• **Job 1**
From the news article on the gymnastics federation's legal costs, render the sentence "But Seepersad suggested that they were pushing their luck." in Spanish.
## start Document excerpt
Former Trinidad and Tobago Gymnastics Federation (TTGF) president David Marquez, first vice-president Akil Wattley, second vice-president Ricardo Lue Shue and his wife and assistant treasurer Donna Lue Shue will have to pay their own legal costs, after High Court Judge Frank Seepersad today dismissed their attempt to stick gymnast Thema Williams with their bill.
Last week, Justice Seepersad ordered the Trinidad and Tobago Gymnastics Federation (TTGF) to pay TT$200,000 in damages to Williams, after he ruled that the local sporting body unfairly stripped of her spot at the Rio 2016 Olympic Test event. The TTGF sent Canada-born gymnast, Marisa Dick, in her place.
However, Seepersad did not find Marquez, Wattley and the Lue Shues personally liable for injustice done to the former St Joseph’s Convent (Port of Spain) student and Diego Martin resident.
The partial victory led the four officials to seek financial retribution against Williams, who turns 23 on Thursday. But Seepersad suggested that they were pushing their luck.
## end Document excerpt
• **Job 2**
Format the records from their first line through the line containing "[(381, 204), (29, 128), (479, 141)]", inclusive, as a Markdown table with the columns "No." and "Line", one row per line, skipping blank lines.
## start Data supplied
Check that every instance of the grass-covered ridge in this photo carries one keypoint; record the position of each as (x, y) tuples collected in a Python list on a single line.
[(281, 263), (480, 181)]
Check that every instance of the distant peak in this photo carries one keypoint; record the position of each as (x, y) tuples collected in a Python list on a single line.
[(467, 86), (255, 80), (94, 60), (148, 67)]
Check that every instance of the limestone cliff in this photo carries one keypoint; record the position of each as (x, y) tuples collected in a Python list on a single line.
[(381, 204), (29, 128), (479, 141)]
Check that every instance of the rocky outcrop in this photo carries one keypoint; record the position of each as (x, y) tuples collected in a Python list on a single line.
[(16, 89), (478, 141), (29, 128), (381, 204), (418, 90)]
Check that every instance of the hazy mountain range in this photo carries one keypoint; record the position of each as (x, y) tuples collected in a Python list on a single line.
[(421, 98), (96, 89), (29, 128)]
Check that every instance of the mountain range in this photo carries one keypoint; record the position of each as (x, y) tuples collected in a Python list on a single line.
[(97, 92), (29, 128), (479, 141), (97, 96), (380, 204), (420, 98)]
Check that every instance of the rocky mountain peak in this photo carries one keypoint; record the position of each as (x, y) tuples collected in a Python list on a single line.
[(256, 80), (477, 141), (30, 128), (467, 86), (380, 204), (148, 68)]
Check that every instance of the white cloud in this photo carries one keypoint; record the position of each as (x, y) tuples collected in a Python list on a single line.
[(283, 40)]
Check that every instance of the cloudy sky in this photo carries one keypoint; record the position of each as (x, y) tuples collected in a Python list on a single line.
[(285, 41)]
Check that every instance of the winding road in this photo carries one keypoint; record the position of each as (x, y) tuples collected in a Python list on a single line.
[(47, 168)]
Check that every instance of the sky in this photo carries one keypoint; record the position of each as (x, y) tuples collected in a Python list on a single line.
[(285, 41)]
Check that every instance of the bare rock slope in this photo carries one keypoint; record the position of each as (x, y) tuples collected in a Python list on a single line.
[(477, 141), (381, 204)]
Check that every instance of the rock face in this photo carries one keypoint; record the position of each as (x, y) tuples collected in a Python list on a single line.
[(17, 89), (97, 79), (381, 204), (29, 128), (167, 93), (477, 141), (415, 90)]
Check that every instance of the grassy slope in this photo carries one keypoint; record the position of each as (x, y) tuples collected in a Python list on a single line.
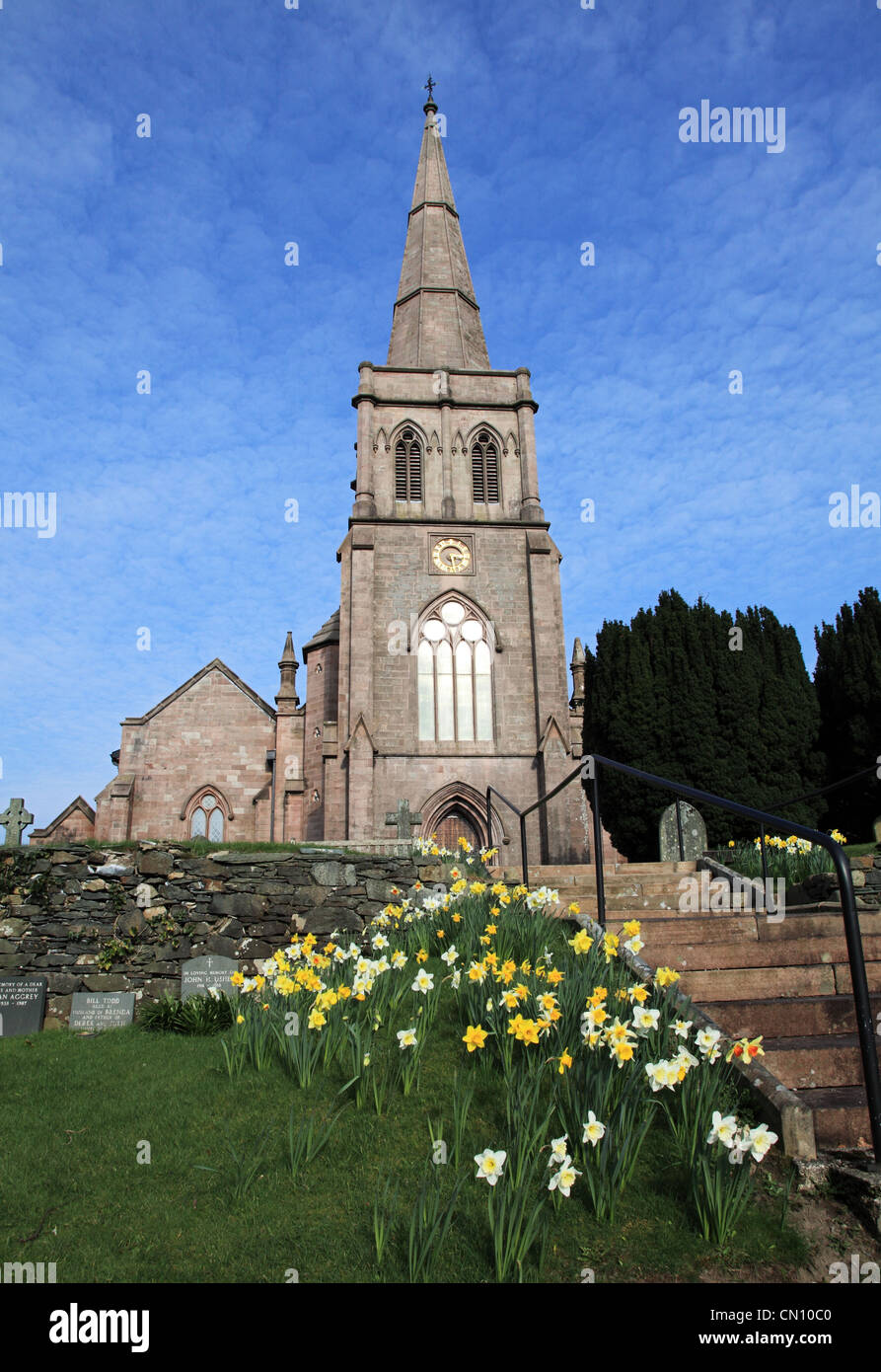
[(74, 1110)]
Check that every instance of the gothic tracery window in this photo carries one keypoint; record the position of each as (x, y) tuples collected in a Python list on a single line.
[(207, 819), (484, 470), (407, 467), (455, 676)]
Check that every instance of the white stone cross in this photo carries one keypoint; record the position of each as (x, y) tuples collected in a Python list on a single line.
[(15, 819), (404, 819)]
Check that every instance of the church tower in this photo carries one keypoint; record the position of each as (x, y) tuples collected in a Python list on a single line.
[(452, 660)]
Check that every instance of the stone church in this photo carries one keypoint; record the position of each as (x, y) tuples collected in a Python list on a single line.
[(443, 670)]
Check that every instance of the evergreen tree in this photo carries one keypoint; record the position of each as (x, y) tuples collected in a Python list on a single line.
[(848, 689), (716, 703)]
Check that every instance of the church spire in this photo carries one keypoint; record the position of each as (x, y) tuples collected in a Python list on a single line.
[(437, 321)]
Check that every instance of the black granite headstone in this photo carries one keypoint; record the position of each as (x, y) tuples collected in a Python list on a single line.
## end Data supplied
• **Final result 1**
Pero Seepersad sugirió que estaban tentando a la suerte.

• **Final result 2**
| No. | Line |
|---|---|
| 1 | Check that every instance of the grass-covered ridge in this photo carries one keypoint; record the position of each as (x, y) tuples collected in a Python list on a single line. |
| 2 | [(281, 263), (480, 181)] |
| 3 | Check that every instance of the distant peak in this photo carries one keypoint; record the position of each as (x, y) tuples collected in a Python list on a single line. |
| 4 | [(467, 86), (255, 80), (94, 60), (148, 67)] |
| 5 | Check that every instance of the limestone cliff in this photo carries one keypoint; record the position of each as (x, y) tuples collected in a Python list on a single line. |
| 6 | [(381, 204), (29, 128), (479, 141)] |